RECORDED INFORMATION:
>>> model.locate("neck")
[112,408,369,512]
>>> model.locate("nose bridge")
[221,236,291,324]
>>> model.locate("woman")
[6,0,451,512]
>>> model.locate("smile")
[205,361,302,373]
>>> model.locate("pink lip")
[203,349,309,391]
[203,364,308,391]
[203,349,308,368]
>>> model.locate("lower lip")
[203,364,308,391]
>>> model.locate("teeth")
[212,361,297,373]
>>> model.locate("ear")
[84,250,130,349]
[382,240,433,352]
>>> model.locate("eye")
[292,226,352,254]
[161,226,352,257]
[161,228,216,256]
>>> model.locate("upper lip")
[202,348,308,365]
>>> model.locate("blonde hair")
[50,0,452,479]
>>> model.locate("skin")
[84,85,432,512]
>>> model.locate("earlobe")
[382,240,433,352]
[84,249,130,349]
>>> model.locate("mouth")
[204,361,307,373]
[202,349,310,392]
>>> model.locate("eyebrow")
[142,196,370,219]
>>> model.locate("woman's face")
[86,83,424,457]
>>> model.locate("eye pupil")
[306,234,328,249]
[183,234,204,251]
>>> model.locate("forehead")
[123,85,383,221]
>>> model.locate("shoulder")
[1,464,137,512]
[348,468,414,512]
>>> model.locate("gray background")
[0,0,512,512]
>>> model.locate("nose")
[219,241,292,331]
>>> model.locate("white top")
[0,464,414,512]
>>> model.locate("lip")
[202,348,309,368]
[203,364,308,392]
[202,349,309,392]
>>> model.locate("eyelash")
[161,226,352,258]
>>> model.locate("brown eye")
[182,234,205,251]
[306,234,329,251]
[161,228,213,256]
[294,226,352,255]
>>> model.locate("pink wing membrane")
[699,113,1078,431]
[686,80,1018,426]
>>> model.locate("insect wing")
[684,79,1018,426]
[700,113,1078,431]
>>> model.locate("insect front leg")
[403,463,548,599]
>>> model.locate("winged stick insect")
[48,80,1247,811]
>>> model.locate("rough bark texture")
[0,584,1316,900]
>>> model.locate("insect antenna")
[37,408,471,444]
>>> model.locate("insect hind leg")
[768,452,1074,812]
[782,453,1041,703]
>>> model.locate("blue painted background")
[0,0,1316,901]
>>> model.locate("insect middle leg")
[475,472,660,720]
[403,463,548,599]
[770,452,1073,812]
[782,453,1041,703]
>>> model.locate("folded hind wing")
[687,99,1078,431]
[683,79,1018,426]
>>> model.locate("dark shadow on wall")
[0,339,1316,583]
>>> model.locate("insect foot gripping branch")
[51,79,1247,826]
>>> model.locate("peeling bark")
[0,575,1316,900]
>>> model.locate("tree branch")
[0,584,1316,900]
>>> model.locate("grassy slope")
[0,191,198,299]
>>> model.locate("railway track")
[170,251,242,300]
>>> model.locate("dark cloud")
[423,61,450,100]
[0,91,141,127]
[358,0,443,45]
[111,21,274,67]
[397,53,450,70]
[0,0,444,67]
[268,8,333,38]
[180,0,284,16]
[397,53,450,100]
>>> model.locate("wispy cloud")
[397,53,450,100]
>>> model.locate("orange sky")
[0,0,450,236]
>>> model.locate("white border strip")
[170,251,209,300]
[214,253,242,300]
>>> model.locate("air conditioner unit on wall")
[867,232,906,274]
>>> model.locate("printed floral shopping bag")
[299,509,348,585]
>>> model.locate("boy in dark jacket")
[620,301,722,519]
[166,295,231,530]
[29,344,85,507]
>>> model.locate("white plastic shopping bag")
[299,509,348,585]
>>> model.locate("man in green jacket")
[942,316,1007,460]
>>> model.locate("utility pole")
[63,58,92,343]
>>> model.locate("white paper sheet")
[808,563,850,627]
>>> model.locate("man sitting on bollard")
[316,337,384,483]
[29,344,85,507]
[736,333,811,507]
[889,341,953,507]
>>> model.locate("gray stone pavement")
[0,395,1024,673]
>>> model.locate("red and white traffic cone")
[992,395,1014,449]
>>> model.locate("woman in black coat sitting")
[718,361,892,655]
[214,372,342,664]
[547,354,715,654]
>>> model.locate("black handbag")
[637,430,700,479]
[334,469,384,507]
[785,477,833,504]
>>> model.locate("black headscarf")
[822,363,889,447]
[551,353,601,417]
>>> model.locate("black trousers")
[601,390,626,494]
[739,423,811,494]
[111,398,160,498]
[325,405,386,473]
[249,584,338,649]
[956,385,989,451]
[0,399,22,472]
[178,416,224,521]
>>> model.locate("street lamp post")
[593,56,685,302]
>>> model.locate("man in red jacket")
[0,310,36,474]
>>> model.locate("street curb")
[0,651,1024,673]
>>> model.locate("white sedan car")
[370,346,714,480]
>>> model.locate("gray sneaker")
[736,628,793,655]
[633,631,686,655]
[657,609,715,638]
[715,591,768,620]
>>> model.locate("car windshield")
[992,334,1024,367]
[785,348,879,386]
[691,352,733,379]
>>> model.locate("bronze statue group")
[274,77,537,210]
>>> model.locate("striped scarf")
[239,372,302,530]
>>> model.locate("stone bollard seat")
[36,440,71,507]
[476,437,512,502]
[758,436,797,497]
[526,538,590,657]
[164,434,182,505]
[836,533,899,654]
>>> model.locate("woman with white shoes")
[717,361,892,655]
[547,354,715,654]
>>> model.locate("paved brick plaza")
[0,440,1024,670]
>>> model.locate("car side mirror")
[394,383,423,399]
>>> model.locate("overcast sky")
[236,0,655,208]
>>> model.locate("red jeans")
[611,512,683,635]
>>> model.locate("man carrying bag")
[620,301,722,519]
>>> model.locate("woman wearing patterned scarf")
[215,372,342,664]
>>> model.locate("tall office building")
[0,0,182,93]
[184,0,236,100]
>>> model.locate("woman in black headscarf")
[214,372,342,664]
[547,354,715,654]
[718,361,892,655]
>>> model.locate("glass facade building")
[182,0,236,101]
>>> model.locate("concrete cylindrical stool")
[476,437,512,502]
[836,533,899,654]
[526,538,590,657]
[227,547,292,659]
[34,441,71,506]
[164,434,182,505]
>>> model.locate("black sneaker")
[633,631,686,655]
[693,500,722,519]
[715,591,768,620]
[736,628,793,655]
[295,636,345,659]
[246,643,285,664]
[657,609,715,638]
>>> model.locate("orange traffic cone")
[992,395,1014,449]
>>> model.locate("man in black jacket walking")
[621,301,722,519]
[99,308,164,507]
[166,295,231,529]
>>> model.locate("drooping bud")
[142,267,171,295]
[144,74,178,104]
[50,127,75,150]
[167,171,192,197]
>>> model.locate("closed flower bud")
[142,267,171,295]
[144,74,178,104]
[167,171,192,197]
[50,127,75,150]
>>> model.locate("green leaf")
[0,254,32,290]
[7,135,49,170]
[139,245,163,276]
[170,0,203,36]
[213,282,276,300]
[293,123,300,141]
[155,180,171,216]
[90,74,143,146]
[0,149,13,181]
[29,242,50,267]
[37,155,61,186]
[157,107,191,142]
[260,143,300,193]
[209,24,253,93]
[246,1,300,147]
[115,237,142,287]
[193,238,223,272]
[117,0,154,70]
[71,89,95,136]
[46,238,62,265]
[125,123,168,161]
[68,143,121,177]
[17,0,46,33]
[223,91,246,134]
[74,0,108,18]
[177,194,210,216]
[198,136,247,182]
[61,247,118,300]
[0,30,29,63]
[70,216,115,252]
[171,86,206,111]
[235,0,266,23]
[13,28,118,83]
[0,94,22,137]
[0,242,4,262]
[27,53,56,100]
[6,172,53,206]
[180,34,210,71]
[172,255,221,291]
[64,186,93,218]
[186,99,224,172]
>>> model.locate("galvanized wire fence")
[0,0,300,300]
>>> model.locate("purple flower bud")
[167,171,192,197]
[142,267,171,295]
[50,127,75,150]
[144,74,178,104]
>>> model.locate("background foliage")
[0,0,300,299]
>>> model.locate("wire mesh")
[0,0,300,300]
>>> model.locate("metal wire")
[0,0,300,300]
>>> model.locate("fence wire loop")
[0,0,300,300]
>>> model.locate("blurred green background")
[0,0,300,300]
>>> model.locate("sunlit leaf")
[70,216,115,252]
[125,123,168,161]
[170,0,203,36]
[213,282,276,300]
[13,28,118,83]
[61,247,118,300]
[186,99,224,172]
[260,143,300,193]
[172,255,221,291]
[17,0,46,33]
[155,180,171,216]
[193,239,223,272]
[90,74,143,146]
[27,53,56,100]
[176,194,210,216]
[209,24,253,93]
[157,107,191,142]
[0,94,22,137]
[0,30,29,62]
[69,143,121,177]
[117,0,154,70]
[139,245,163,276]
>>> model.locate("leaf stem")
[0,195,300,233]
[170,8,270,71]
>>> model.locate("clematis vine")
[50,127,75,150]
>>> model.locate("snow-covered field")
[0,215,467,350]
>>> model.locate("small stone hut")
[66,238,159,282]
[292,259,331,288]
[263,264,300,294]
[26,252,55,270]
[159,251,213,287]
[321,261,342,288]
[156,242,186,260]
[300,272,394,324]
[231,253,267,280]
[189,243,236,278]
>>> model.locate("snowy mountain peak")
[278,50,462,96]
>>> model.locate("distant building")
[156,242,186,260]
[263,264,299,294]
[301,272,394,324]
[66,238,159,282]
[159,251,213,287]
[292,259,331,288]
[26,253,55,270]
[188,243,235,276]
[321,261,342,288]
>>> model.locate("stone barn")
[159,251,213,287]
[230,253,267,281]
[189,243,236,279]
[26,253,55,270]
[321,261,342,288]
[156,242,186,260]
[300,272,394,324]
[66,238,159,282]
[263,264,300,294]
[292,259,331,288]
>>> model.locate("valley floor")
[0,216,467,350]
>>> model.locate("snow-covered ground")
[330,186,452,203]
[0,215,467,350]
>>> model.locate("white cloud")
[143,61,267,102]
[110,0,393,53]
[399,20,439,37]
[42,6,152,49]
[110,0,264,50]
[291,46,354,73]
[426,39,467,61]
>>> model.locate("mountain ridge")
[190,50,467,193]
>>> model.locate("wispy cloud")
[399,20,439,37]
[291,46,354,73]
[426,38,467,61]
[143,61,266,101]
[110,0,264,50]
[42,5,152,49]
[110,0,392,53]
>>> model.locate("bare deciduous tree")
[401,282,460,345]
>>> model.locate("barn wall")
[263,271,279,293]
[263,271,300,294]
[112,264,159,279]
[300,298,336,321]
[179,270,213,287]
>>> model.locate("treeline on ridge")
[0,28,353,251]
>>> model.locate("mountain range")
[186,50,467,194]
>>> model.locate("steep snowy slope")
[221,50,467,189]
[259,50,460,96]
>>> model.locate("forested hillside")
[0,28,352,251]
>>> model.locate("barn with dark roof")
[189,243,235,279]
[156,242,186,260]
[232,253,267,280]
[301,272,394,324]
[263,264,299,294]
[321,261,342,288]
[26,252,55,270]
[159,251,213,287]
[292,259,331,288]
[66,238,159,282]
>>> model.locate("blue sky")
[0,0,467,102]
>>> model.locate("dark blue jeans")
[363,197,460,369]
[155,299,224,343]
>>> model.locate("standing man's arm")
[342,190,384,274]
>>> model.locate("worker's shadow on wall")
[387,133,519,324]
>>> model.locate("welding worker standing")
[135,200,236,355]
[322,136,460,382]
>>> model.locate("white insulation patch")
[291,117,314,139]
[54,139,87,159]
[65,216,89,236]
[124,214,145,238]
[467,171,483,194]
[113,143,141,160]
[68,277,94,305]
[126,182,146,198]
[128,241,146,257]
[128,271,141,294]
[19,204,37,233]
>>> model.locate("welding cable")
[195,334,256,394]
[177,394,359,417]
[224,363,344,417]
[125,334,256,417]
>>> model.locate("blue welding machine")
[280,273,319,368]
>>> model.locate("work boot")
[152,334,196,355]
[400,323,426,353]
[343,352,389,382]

WHAT IS EXPECTED:
Extract every line in the entries above that contains the string "bark", matching case exactly.

EXERCISE ANSWER:
>>> model.locate("rough bark texture")
>>> model.locate("peeling bark")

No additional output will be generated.